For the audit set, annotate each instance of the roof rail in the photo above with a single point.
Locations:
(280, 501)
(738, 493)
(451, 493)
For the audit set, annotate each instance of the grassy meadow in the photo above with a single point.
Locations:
■ ■ ■
▶ Brief:
Lay out every line of the entries above as a Markdown table with two columns, Row and Entry line. Number the rows in order and leave out any blank lines.

▶ In response:
| Row | Entry line |
|---|---|
| 1 | For the audit set, annotate each instance of the roof rail in the photo above with a single point. |
| 2 | Locations: |
| 3 | (280, 501) |
| 4 | (738, 493) |
| 5 | (451, 493) |
| 6 | For the audit set, annotate each instance of the grassy meadow in the photo above with a single point. |
| 7 | Locations: |